RECORDS SUPPLIED: Begin

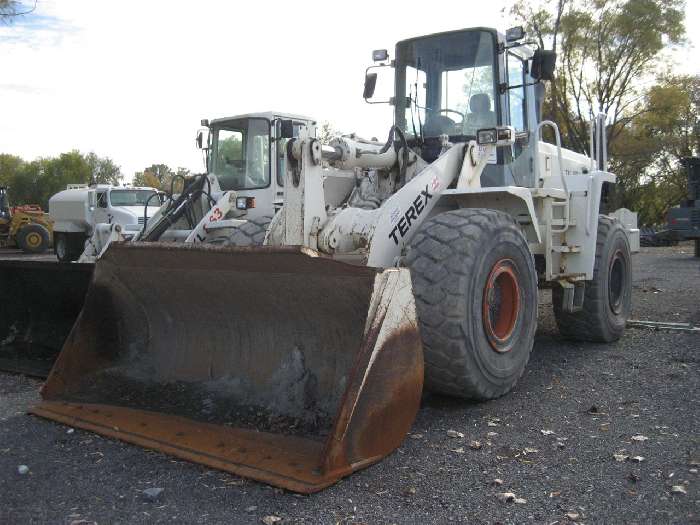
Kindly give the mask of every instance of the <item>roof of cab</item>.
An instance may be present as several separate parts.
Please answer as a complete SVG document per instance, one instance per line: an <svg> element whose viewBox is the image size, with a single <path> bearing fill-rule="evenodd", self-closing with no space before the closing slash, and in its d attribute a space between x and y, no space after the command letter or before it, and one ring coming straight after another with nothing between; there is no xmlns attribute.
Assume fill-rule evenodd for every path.
<svg viewBox="0 0 700 525"><path fill-rule="evenodd" d="M212 119L210 124L215 124L217 122L225 122L227 120L243 119L243 118L264 118L267 120L273 120L276 118L291 119L291 120L304 120L308 122L316 122L316 119L311 117L306 117L304 115L297 115L294 113L284 113L283 111L262 111L259 113L244 113L242 115L233 115L231 117L221 117Z"/></svg>

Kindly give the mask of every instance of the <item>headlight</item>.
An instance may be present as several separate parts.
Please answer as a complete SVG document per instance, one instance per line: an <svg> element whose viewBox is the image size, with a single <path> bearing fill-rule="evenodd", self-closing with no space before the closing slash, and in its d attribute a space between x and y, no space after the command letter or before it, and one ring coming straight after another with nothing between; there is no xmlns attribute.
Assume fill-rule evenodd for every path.
<svg viewBox="0 0 700 525"><path fill-rule="evenodd" d="M496 142L498 142L496 128L480 129L476 132L477 144L495 144Z"/></svg>

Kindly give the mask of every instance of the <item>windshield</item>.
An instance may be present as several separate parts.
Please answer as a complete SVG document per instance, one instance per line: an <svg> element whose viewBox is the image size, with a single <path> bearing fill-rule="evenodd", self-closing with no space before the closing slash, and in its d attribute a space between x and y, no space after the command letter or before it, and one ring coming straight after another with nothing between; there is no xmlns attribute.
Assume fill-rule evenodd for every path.
<svg viewBox="0 0 700 525"><path fill-rule="evenodd" d="M109 199L112 206L145 206L148 201L149 206L160 206L160 199L151 195L156 192L152 190L112 190L109 193Z"/></svg>
<svg viewBox="0 0 700 525"><path fill-rule="evenodd" d="M212 127L209 171L224 191L270 184L270 123L263 118L230 120Z"/></svg>
<svg viewBox="0 0 700 525"><path fill-rule="evenodd" d="M496 125L494 36L473 30L400 42L396 121L408 136L476 135Z"/></svg>

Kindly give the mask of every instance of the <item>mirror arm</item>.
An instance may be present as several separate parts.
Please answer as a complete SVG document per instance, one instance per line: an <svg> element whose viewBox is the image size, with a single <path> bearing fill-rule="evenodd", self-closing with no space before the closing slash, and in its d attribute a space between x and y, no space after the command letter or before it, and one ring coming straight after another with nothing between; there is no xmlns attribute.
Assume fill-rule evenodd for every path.
<svg viewBox="0 0 700 525"><path fill-rule="evenodd" d="M508 84L503 82L503 83L499 84L498 91L500 92L501 95L503 95L506 93L506 91L510 91L511 89L528 87L528 86L536 86L537 84L539 84L541 82L542 82L541 78L538 78L537 80L535 80L534 82L530 82L529 84L518 84L517 86L509 86Z"/></svg>

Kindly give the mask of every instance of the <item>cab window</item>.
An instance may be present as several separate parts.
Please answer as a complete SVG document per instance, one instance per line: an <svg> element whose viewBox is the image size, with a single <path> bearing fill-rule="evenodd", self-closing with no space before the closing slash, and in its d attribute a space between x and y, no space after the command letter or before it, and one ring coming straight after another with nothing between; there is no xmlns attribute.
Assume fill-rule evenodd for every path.
<svg viewBox="0 0 700 525"><path fill-rule="evenodd" d="M293 123L293 135L299 136L299 129L304 125L303 122ZM278 135L279 136L279 135ZM284 186L284 174L287 170L287 141L289 139L279 139L277 141L277 185Z"/></svg>
<svg viewBox="0 0 700 525"><path fill-rule="evenodd" d="M510 116L510 125L513 126L516 131L524 131L527 129L524 84L525 62L514 54L508 53L508 113Z"/></svg>
<svg viewBox="0 0 700 525"><path fill-rule="evenodd" d="M106 208L107 207L107 192L100 191L97 193L97 207Z"/></svg>

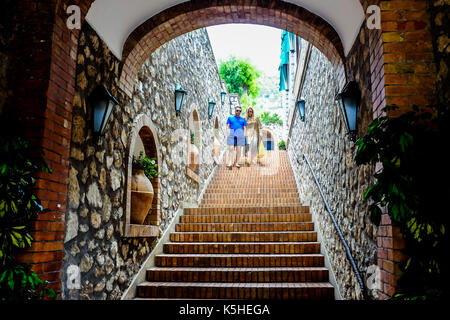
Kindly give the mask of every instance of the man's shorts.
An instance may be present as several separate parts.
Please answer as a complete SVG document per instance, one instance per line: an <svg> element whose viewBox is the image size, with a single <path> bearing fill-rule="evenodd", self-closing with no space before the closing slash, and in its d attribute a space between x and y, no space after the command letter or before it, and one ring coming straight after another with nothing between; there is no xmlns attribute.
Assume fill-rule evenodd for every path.
<svg viewBox="0 0 450 320"><path fill-rule="evenodd" d="M244 146L245 145L245 137L236 137L236 136L228 136L227 137L227 145L229 146Z"/></svg>

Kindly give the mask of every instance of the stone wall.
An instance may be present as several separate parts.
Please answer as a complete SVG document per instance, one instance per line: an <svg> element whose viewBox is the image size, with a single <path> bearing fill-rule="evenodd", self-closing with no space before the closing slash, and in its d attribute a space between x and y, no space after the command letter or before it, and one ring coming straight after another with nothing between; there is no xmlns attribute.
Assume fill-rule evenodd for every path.
<svg viewBox="0 0 450 320"><path fill-rule="evenodd" d="M278 143L284 139L285 136L285 127L284 124L278 124L278 123L262 123L263 129L268 129L273 135L274 135L274 143L275 148L278 148ZM285 140L286 142L286 140Z"/></svg>
<svg viewBox="0 0 450 320"><path fill-rule="evenodd" d="M180 202L195 202L202 182L211 174L214 121L218 117L219 137L224 141L225 128L221 127L229 105L220 105L221 81L204 29L154 51L138 74L131 100L118 90L119 61L95 31L85 24L79 39L62 298L119 299L157 241L125 238L121 232L126 214L127 159L133 152L127 145L135 119L145 114L156 128L162 233ZM92 111L87 100L97 84L105 85L120 101L98 141L92 137ZM188 92L179 116L174 108L177 84ZM212 119L207 115L208 98L217 102ZM184 174L192 109L198 111L202 129L200 184ZM183 141L177 138L180 132ZM80 288L68 287L68 276L73 275L67 271L69 267L79 268Z"/></svg>
<svg viewBox="0 0 450 320"><path fill-rule="evenodd" d="M353 161L355 146L347 137L335 101L338 88L333 66L313 47L301 94L306 101L306 119L302 122L298 114L294 115L288 153L301 200L310 205L317 219L322 246L328 252L339 290L344 299L361 299L362 293L345 248L302 159L303 154L308 157L357 266L365 276L367 268L377 264L377 230L369 220L367 204L363 201L372 172L369 167L357 167Z"/></svg>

RECORDS SUPPLIED: End

> _WORK TO COMPLETE_
All the material above should be written out exactly, with images omitted.

> _ANSWER TO THIS EXERCISE_
Kindly give the mask of every instance of the <item>roof of cab</item>.
An instance may be present as several separate parts.
Please answer as a complete SVG document per instance, one instance per line: an <svg> element whose viewBox is the image size, with a single <path> bearing fill-rule="evenodd", self-closing with no space before the closing slash, and in its d attribute a space between x and y, no space after the command letter or before it, and one ring coming straight after another with nothing between; there is no xmlns attribute.
Assume fill-rule evenodd for every path.
<svg viewBox="0 0 700 525"><path fill-rule="evenodd" d="M212 119L210 124L215 124L217 122L225 122L227 120L243 119L243 118L264 118L267 120L273 120L276 118L291 119L291 120L304 120L308 122L316 122L316 119L311 117L306 117L304 115L297 115L294 113L284 113L283 111L262 111L259 113L244 113L242 115L233 115L231 117L221 117Z"/></svg>

Kindly give the mask of every instance of the <item>headlight</item>.
An instance may be present as several separate parts.
Please answer as a complete SVG document per instance, one instance per line: an <svg> element whose viewBox is the image size, with a single <path> bearing fill-rule="evenodd", self-closing with no space before the closing slash, and in its d attribute a space between x and y, no space after the command letter or before it, and one ring coming straight after another with nothing between; there is no xmlns attribute.
Assume fill-rule evenodd for every path.
<svg viewBox="0 0 700 525"><path fill-rule="evenodd" d="M496 142L498 142L496 128L480 129L476 132L477 144L495 144Z"/></svg>

Kindly give the mask of every instance of the <item>windshield</item>.
An instance may be present as several separate parts.
Please answer as a complete SVG document per instance, one instance per line: an <svg> element whose viewBox is the image size, with a single <path> bearing fill-rule="evenodd", self-closing with no space before the closing slash, and in its d attribute a space between x and y, no space after the command letter or before it, and one ring coming straight after another with nothing between; there is no xmlns attribute.
Assume fill-rule evenodd for every path.
<svg viewBox="0 0 700 525"><path fill-rule="evenodd" d="M109 199L112 206L145 206L148 201L149 206L160 206L160 199L151 195L156 192L152 190L112 190L109 193Z"/></svg>
<svg viewBox="0 0 700 525"><path fill-rule="evenodd" d="M212 127L209 171L224 191L270 184L270 123L263 118L230 120Z"/></svg>
<svg viewBox="0 0 700 525"><path fill-rule="evenodd" d="M496 125L494 36L473 30L400 42L396 121L408 136L476 135Z"/></svg>

Kindly give the mask of every instance of the <item>mirror arm</item>.
An instance may be present as several separate parts.
Please answer as a complete SVG document per instance, one instance per line: an <svg> element whose viewBox is the image size, with a single <path> bearing fill-rule="evenodd", self-closing with no space before the closing slash, and in its d attribute a space between x and y, no space after the command letter or before it, and one ring coming straight after another with nothing between; there is no xmlns attribute.
Assume fill-rule evenodd for every path.
<svg viewBox="0 0 700 525"><path fill-rule="evenodd" d="M508 84L503 82L503 83L499 84L498 91L500 92L501 95L503 95L506 93L506 91L510 91L511 89L528 87L528 86L536 86L537 84L539 84L541 82L542 82L541 78L538 78L537 80L535 80L534 82L530 82L529 84L518 84L517 86L509 86Z"/></svg>

Kindly give the mask of every instance of the <item>cab window</item>.
An instance may be present as several separate parts.
Please answer as a complete SVG document per instance, one instance per line: an <svg> element whose viewBox is the image size, with a single <path> bearing fill-rule="evenodd", self-closing with no space before the closing slash, and in its d attribute a space between x and y, no space after the command letter or before it, and one ring coming straight after another with nothing between; there is no xmlns attribute.
Assume fill-rule evenodd for every path.
<svg viewBox="0 0 700 525"><path fill-rule="evenodd" d="M293 123L293 135L299 136L299 129L304 125L303 122ZM278 135L279 136L279 135ZM284 186L284 174L287 170L287 141L289 139L279 139L277 141L277 185Z"/></svg>
<svg viewBox="0 0 700 525"><path fill-rule="evenodd" d="M510 116L510 125L513 126L516 131L524 131L527 129L524 84L525 62L514 54L508 53L508 113Z"/></svg>
<svg viewBox="0 0 700 525"><path fill-rule="evenodd" d="M106 208L107 207L107 192L100 191L97 193L97 207Z"/></svg>

Kindly give the mask of every instance of the man's shorts.
An instance may be present as several separate parts.
Please answer as a complete SVG document per instance, one instance per line: an <svg> element whose viewBox is the image size, with a single <path> bearing fill-rule="evenodd", self-closing with no space before the closing slash, and in its d attribute a space between x and y, no space after the command letter or before it, and one ring coming straight after another with nothing between; there is no xmlns attribute.
Assume fill-rule evenodd for every path.
<svg viewBox="0 0 450 320"><path fill-rule="evenodd" d="M244 146L245 145L245 137L236 137L236 136L228 136L227 137L227 145L229 146Z"/></svg>

Kindly give the mask of every instance of the stone wall.
An instance may be present as several separate parts.
Please answer as a complete SVG document per instance, one instance per line: an <svg> element whose viewBox is the image size, with a single <path> bearing fill-rule="evenodd", self-closing with no space before the closing slash, and in its d attribute a space between x and y, no space after the command letter or before it, and one ring coming straight after another with nothing between; there is no xmlns attribute.
Assume fill-rule evenodd for every path.
<svg viewBox="0 0 450 320"><path fill-rule="evenodd" d="M278 143L284 139L285 136L285 127L284 124L278 124L278 123L262 123L263 129L268 129L273 135L274 135L274 143L275 148L278 148ZM285 140L286 142L286 140Z"/></svg>
<svg viewBox="0 0 450 320"><path fill-rule="evenodd" d="M180 202L195 202L202 182L211 174L214 121L218 117L219 137L224 141L225 128L221 127L229 105L220 105L221 81L204 29L154 51L138 74L131 100L118 90L119 61L95 31L85 24L79 39L62 298L119 299L157 241L125 238L121 232L126 214L127 159L133 152L127 145L135 119L145 114L156 128L162 233ZM92 111L87 100L97 84L105 85L120 101L98 141L92 137ZM188 92L179 116L174 108L177 84ZM212 119L207 115L208 98L217 102ZM184 174L192 109L198 111L202 129L200 184ZM183 141L177 138L180 132ZM80 288L68 287L68 276L73 275L67 271L69 267L79 268Z"/></svg>
<svg viewBox="0 0 450 320"><path fill-rule="evenodd" d="M353 161L355 146L347 137L335 101L338 88L333 66L313 47L301 94L306 101L306 119L302 122L298 114L294 115L288 153L301 200L310 205L317 219L322 246L328 252L339 290L344 299L361 299L362 293L345 248L302 159L303 154L308 157L357 266L365 276L367 268L377 264L377 230L369 220L367 204L363 201L372 172L369 167L357 167Z"/></svg>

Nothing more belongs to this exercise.